» **Data**:
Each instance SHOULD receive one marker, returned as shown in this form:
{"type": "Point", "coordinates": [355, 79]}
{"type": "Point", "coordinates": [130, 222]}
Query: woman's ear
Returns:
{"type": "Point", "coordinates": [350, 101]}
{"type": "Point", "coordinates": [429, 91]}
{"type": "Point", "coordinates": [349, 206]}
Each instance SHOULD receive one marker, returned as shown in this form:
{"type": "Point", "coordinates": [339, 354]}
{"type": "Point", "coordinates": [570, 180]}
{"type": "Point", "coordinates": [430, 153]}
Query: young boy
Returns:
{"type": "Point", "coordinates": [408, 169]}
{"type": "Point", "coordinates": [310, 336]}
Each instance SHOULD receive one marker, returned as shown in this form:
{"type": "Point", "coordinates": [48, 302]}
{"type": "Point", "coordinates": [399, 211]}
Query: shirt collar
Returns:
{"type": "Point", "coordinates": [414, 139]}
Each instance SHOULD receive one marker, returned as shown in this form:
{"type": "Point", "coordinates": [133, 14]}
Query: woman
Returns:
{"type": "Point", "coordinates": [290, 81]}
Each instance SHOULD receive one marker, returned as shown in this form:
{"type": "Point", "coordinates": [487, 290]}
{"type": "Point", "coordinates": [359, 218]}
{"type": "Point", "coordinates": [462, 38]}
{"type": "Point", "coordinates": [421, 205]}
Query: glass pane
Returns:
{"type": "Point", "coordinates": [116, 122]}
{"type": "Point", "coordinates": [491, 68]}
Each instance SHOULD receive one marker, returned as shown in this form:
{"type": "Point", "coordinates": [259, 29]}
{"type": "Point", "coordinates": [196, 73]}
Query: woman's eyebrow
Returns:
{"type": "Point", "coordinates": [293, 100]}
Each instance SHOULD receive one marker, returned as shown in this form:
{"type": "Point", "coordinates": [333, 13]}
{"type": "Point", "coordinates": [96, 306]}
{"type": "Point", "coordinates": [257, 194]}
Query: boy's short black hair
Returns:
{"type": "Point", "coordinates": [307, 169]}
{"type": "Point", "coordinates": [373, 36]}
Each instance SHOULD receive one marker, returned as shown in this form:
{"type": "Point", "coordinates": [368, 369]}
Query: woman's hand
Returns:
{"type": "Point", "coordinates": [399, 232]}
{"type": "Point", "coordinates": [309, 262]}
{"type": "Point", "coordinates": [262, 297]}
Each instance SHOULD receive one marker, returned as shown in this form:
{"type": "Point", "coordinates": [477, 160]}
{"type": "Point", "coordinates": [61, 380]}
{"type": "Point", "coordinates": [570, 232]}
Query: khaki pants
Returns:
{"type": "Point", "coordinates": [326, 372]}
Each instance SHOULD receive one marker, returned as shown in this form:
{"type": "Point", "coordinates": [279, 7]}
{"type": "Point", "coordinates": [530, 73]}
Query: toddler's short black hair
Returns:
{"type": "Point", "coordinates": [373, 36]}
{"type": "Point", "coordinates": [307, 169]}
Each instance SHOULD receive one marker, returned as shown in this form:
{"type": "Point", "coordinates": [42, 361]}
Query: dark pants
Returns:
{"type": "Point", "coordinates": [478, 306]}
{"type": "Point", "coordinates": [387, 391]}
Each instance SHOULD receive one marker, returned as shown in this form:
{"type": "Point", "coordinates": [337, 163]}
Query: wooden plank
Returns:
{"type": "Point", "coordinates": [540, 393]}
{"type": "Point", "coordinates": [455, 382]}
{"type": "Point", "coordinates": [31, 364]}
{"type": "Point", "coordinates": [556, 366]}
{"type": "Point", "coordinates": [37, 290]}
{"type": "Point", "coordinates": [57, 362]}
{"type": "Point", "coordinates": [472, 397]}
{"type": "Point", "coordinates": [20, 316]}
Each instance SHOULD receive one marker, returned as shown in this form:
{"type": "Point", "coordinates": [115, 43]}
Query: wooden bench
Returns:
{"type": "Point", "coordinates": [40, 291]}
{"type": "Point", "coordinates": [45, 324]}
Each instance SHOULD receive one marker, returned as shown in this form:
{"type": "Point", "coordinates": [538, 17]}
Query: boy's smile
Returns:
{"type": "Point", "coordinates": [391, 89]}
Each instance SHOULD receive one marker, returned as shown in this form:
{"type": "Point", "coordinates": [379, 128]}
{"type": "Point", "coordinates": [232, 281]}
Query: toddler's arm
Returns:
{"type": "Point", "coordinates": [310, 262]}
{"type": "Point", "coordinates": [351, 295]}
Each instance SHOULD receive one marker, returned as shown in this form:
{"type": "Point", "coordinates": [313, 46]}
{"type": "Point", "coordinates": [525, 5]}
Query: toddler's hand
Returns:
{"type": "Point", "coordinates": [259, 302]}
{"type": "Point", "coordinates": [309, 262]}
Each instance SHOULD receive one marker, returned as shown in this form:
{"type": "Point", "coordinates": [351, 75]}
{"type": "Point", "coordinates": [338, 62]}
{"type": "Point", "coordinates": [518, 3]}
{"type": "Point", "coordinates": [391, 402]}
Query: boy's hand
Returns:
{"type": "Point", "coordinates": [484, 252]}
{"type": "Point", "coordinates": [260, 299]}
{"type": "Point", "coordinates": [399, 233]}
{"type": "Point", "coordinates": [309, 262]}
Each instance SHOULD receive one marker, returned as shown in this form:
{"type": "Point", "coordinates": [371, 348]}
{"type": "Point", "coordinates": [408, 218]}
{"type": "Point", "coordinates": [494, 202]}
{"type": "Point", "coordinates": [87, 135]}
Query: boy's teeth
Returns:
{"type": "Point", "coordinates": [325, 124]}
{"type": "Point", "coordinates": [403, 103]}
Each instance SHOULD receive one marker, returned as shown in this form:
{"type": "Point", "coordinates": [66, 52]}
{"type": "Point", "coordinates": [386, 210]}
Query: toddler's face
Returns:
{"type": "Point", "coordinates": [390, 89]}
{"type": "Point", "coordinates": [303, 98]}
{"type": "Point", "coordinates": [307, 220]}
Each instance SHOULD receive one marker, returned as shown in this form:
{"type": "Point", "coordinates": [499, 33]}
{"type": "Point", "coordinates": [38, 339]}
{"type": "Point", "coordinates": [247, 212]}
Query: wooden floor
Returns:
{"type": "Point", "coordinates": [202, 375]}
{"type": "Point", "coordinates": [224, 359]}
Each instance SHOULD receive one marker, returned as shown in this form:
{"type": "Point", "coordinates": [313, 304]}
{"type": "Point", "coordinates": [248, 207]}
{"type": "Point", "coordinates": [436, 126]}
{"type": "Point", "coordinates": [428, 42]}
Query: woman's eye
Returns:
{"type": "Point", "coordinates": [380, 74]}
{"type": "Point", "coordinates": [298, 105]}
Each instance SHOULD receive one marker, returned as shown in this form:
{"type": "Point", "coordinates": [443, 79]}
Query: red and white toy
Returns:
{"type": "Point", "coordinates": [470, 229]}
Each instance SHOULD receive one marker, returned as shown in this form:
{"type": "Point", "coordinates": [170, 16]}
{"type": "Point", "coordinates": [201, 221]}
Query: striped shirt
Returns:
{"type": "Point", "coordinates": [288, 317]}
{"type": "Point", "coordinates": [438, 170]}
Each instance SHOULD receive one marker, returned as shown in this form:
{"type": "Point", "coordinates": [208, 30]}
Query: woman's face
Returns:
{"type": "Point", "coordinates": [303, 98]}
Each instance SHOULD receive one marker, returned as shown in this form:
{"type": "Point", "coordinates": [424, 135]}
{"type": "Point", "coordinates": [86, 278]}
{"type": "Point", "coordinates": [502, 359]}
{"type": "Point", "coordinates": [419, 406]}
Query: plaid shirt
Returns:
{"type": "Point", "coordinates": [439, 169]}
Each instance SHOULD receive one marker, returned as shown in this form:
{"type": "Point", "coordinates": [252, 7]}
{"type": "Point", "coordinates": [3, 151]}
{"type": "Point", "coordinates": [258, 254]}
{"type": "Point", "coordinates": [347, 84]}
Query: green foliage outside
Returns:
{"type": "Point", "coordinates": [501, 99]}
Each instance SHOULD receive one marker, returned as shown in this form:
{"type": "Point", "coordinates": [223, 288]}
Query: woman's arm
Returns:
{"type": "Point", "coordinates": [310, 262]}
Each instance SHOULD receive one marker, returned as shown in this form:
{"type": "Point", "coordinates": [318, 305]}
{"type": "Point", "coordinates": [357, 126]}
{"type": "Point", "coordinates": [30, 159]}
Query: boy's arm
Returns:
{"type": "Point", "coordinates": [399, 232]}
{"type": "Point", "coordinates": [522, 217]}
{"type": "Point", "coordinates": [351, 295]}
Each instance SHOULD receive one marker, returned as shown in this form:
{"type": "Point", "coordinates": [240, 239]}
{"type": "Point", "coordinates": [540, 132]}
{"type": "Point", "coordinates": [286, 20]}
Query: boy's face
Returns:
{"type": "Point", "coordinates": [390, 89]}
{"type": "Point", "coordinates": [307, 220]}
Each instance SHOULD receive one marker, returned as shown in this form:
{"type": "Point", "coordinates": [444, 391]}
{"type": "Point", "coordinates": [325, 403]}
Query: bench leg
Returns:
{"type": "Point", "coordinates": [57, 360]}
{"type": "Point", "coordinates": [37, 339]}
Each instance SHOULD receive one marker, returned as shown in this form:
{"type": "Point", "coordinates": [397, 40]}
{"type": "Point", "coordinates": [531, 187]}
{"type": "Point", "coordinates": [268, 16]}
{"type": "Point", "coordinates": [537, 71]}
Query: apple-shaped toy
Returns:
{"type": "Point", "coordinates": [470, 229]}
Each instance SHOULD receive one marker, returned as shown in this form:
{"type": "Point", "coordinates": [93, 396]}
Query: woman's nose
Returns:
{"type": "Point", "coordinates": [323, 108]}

» **How to complete this task**: Give the number of lines in the data that contain "shirt", with no other words.

» **Result for this task**: 3